(Rows of box annotation data)
[start]
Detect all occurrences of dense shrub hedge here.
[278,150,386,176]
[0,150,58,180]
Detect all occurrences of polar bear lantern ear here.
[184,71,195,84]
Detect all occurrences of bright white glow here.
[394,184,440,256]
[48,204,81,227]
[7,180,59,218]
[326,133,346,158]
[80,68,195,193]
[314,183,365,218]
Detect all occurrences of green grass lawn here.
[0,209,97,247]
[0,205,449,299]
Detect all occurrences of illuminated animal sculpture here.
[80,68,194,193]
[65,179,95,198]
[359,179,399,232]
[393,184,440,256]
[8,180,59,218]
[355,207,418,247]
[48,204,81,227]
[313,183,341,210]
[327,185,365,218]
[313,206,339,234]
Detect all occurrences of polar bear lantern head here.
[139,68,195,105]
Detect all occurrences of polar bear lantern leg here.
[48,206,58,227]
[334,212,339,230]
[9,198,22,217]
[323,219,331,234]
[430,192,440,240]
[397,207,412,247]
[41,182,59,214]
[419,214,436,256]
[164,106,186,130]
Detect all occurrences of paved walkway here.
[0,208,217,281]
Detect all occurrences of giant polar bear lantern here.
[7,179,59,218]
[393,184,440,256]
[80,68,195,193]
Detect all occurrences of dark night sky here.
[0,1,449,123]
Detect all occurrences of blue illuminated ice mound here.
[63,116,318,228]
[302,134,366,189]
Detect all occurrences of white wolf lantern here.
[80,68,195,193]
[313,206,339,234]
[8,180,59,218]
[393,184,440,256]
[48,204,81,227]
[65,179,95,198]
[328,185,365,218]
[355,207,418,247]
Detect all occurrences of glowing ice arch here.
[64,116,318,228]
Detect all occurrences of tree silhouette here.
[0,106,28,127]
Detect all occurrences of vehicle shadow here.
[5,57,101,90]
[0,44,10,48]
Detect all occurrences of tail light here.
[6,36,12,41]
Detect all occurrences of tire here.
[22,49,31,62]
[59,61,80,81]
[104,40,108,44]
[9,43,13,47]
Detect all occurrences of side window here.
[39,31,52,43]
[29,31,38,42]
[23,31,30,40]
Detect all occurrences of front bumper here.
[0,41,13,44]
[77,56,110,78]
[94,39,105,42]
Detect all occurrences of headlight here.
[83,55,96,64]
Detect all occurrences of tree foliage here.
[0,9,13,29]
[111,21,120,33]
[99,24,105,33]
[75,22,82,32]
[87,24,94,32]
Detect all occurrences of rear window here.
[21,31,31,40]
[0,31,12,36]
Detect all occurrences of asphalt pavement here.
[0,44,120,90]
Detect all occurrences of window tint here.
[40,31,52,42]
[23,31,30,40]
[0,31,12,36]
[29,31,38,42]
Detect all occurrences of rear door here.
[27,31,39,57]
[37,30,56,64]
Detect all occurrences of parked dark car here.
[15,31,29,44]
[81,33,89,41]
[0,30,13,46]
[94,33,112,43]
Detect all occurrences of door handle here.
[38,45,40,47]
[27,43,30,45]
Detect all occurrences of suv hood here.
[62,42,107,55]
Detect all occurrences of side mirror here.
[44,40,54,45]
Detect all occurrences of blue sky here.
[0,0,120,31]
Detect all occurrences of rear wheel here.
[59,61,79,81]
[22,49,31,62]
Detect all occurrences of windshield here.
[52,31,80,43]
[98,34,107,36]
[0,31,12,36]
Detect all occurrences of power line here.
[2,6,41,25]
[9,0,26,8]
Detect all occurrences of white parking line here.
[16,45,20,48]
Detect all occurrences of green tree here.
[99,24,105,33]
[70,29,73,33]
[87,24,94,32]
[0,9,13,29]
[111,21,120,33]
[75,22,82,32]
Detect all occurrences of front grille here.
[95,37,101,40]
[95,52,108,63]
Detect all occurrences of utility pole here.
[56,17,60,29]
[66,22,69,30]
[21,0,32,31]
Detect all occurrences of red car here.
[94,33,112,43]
[end]
** PROBLEM STATEMENT **
How many lines of the items above contain the string "door", counting matches only when the case also matches? Reply with the number alone.

** IN RESPONSE **
2